START Given entries
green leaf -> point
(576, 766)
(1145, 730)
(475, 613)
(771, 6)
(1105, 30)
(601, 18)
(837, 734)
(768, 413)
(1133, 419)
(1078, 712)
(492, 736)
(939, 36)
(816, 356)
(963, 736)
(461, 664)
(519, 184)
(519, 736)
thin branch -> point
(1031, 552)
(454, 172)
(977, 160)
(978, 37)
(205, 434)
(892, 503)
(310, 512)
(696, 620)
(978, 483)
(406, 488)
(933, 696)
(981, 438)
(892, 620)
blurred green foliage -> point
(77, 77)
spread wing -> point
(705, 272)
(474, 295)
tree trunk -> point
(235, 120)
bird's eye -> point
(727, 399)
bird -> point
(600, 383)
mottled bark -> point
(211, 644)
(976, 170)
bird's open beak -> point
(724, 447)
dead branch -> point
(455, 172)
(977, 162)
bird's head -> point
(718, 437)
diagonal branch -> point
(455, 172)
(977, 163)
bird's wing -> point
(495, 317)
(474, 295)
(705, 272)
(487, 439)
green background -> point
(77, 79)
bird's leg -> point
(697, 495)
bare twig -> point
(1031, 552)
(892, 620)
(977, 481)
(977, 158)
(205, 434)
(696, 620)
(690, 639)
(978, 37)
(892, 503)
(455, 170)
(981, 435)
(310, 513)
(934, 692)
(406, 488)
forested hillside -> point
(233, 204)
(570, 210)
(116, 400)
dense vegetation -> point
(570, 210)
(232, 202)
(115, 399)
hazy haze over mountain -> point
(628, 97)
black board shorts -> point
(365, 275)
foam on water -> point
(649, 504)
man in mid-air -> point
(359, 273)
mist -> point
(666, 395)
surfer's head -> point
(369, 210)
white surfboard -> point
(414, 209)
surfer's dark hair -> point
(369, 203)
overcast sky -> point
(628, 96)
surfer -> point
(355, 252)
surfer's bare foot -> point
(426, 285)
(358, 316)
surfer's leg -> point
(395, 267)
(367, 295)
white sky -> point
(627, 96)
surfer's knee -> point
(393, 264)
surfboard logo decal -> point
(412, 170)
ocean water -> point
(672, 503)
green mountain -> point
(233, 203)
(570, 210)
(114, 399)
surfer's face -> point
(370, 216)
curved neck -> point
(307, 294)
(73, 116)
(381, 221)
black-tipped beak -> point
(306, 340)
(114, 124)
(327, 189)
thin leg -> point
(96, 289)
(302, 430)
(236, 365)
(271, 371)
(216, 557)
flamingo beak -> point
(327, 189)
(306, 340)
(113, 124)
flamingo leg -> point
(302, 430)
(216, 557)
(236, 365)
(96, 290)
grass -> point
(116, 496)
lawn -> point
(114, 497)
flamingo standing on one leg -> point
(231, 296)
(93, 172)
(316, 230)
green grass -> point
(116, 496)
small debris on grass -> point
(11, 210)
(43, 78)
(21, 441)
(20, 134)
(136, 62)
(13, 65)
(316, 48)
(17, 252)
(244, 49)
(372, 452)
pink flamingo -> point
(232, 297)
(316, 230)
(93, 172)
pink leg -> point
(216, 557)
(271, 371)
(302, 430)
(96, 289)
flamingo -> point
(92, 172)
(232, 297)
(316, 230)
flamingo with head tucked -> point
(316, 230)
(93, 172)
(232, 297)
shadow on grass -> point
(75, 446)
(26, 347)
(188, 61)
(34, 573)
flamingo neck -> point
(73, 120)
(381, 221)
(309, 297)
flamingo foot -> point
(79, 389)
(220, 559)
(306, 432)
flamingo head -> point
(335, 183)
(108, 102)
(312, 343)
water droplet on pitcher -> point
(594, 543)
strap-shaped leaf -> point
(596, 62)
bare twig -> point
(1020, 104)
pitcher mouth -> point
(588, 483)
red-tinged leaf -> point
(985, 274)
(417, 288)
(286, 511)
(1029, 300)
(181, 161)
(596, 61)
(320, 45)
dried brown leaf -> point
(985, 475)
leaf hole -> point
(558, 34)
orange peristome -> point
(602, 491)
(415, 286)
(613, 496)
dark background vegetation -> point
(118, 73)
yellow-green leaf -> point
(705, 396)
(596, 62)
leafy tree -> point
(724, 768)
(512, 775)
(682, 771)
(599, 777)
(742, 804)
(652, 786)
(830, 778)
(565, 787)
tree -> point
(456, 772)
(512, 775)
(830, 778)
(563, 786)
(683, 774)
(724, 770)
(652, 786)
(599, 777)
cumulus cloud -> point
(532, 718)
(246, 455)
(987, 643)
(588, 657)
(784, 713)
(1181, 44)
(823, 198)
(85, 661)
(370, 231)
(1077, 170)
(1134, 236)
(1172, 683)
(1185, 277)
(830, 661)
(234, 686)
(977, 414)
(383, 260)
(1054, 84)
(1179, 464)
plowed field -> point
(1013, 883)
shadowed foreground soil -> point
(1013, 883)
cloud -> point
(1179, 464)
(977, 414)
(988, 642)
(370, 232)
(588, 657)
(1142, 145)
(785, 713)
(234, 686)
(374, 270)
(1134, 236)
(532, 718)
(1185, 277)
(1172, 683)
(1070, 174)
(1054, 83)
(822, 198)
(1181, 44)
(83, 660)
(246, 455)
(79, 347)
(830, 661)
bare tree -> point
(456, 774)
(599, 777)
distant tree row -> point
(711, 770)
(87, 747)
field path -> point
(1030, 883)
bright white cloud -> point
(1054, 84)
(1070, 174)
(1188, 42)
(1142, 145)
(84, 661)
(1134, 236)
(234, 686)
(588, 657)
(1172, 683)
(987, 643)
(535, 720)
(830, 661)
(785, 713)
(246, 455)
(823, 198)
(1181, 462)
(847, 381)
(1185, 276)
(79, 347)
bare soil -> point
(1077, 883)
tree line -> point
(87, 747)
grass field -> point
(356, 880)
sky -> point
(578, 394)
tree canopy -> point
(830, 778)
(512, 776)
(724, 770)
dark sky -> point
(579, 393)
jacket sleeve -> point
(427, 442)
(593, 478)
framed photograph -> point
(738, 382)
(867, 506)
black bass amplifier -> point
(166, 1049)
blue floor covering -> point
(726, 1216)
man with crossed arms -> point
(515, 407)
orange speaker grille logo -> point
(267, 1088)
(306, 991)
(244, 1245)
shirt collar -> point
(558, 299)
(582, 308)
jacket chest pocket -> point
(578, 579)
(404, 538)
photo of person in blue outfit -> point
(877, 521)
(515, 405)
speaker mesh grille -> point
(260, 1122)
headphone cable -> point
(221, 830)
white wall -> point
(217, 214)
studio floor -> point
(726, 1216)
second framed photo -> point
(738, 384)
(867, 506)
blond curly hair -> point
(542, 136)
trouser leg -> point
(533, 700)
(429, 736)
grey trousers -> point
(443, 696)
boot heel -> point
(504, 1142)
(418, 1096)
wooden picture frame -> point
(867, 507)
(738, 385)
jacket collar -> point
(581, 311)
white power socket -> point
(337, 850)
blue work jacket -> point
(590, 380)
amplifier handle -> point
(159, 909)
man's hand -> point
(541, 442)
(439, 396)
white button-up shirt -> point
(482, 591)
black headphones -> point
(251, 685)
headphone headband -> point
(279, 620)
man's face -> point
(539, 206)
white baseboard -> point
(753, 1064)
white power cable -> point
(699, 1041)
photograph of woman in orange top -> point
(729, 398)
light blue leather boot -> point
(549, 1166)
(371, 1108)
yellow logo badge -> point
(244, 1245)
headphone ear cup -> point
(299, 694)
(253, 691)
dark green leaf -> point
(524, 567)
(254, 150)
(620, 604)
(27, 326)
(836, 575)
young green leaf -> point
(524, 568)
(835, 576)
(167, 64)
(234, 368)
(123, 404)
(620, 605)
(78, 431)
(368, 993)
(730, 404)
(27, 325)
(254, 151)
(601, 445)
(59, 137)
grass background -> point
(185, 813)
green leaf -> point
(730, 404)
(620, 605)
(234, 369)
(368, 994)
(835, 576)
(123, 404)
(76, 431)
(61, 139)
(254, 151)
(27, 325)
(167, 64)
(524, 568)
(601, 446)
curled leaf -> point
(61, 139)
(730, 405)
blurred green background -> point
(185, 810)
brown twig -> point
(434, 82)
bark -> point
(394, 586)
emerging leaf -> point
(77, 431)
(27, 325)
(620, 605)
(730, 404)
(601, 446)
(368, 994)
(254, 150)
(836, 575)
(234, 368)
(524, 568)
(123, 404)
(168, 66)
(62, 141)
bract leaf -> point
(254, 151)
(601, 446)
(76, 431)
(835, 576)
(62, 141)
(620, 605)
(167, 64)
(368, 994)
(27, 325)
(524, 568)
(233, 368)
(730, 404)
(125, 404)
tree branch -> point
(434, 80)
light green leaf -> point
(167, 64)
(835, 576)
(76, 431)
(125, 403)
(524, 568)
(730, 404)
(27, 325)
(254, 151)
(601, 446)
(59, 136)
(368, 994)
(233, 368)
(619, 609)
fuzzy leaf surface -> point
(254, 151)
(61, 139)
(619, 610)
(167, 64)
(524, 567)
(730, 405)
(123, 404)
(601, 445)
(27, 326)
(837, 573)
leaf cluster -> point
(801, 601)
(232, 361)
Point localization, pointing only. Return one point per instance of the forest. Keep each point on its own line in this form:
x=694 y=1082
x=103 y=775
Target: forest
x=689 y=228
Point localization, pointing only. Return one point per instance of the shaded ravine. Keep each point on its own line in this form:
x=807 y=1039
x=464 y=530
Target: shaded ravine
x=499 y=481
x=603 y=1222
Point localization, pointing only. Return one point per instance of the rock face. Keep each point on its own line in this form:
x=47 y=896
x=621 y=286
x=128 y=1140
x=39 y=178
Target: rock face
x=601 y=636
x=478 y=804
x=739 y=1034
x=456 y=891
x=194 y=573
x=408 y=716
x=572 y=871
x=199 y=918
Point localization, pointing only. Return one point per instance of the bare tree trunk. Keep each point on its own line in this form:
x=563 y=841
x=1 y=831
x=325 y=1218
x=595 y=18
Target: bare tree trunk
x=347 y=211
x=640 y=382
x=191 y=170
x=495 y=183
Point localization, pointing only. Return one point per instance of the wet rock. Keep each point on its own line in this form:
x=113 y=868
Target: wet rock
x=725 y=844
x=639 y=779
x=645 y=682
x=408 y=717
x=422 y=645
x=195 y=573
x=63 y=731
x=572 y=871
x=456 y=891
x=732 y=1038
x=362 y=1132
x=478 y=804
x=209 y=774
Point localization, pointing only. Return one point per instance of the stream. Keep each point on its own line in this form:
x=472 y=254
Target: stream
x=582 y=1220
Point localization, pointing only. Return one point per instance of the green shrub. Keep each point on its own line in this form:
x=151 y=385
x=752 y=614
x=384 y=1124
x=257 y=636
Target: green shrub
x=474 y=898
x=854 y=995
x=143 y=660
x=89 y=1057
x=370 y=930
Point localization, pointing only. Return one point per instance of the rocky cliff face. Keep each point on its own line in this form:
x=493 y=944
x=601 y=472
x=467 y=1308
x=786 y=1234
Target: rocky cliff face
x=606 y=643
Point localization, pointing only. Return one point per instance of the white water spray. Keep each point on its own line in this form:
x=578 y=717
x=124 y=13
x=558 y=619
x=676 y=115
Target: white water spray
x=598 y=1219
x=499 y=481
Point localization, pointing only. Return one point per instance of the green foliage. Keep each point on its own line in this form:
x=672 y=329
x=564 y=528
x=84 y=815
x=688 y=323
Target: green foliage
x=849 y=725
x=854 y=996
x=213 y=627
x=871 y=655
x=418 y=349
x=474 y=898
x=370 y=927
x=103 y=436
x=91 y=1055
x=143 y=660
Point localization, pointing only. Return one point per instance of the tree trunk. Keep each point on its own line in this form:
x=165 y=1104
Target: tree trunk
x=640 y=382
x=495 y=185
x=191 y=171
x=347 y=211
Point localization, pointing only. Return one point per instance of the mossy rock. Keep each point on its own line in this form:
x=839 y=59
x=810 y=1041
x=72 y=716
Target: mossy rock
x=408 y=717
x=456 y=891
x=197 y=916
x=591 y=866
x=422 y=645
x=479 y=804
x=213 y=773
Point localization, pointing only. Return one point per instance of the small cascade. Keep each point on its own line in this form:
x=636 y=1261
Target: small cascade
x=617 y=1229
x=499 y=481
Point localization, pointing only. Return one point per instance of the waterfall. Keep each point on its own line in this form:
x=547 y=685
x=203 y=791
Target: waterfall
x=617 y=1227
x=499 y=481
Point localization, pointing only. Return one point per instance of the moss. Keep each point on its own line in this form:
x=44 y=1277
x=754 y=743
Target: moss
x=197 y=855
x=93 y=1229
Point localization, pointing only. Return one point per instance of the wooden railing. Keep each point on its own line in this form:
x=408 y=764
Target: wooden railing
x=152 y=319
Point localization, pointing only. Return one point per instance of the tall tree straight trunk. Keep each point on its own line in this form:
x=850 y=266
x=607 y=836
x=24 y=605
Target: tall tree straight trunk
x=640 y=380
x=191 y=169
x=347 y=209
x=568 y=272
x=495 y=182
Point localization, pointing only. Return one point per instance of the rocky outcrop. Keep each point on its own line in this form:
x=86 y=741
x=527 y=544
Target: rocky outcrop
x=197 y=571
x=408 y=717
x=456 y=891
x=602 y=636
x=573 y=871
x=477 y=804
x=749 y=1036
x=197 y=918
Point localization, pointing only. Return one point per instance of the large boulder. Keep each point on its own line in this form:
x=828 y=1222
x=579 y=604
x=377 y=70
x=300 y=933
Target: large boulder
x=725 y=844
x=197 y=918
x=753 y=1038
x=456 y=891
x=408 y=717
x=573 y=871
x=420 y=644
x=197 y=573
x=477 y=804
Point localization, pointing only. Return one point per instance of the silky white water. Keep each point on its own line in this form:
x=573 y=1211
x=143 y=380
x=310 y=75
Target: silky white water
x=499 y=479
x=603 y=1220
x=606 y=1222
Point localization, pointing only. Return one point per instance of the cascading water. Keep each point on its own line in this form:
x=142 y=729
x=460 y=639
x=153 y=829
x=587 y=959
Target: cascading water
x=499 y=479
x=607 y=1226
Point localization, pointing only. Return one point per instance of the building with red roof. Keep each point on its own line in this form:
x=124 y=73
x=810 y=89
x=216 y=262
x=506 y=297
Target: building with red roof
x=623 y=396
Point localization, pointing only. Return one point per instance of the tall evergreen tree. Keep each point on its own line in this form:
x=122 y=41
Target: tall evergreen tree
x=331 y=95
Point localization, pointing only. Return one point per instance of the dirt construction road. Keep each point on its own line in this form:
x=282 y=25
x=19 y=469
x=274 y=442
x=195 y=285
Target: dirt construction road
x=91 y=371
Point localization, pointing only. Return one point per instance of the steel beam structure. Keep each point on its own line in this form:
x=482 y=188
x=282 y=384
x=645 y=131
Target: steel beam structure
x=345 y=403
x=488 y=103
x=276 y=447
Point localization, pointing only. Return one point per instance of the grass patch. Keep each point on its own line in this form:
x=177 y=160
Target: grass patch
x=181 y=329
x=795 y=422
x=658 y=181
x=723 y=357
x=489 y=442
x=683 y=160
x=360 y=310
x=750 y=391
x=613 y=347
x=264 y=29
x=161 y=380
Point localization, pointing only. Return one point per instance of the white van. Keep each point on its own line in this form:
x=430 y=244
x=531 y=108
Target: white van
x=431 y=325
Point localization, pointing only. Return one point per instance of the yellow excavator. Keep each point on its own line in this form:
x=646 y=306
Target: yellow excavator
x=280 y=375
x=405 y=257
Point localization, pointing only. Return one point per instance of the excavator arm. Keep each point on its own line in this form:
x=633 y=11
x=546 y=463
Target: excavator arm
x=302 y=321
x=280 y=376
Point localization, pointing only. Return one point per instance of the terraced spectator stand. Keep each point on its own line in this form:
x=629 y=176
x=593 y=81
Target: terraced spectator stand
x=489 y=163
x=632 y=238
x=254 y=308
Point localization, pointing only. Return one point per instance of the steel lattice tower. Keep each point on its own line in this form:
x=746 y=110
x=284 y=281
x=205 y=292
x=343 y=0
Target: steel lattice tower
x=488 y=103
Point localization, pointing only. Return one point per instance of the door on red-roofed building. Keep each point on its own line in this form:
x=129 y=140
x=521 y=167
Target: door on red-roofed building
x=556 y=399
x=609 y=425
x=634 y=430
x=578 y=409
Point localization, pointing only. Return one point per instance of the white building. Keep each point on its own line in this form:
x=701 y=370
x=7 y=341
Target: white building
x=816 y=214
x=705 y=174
END Given entries
What to produce: Using the entries above, output exactly the lines between the line holding "x=384 y=1124" and the line holding "x=408 y=764", end lines included, and nothing more.

Solution to the exercise:
x=384 y=1124
x=257 y=636
Target: green shrub
x=474 y=898
x=854 y=995
x=143 y=660
x=89 y=1057
x=370 y=930
Point localization, pointing only. Return one point per instance of the rocky cliff face. Keep each point on its own line in this form:
x=493 y=944
x=601 y=472
x=467 y=1308
x=786 y=1234
Target: rocky cliff face
x=606 y=643
Point localization, pointing only. Return one point per instance of the white water spray. Keep each point on its own line in this form:
x=578 y=717
x=124 y=13
x=558 y=619
x=676 y=115
Target: white water spray
x=598 y=1219
x=499 y=481
Point localization, pointing only. Return one point per instance of the green foliage. Keep each point on its own line in this form:
x=672 y=329
x=564 y=528
x=84 y=815
x=688 y=323
Target: green foliage
x=849 y=725
x=854 y=996
x=213 y=627
x=871 y=655
x=418 y=349
x=474 y=898
x=370 y=927
x=103 y=436
x=91 y=1055
x=143 y=660
Point localization, pointing only. Return one point per instance of the tree trunk. Keep each point on its own line in this form:
x=165 y=1104
Target: tree trunk
x=640 y=382
x=495 y=185
x=191 y=171
x=347 y=211
Point localization, pointing only. Return one point per instance of the mossy rock. Keep each point on its own line in this form:
x=839 y=59
x=810 y=1041
x=72 y=716
Target: mossy rock
x=408 y=717
x=456 y=891
x=197 y=916
x=591 y=866
x=422 y=645
x=479 y=804
x=213 y=773
Point localization, pointing only. Return one point per instance of the small cascade. Keep each point on its own line in this form:
x=636 y=1261
Target: small cascade
x=617 y=1229
x=499 y=481
Point localization, pointing only. Return one point per instance of the waterfall. Keep each point on its own line in this form:
x=547 y=685
x=203 y=791
Target: waterfall
x=617 y=1227
x=499 y=481
Point localization, pointing only. Return one point per instance of the moss. Keep each point on its own line in this form:
x=44 y=1277
x=754 y=743
Target: moss
x=197 y=855
x=93 y=1229
Point localization, pointing only. Return one point per instance of the wooden railing. Keep each point on its own line in this form:
x=408 y=764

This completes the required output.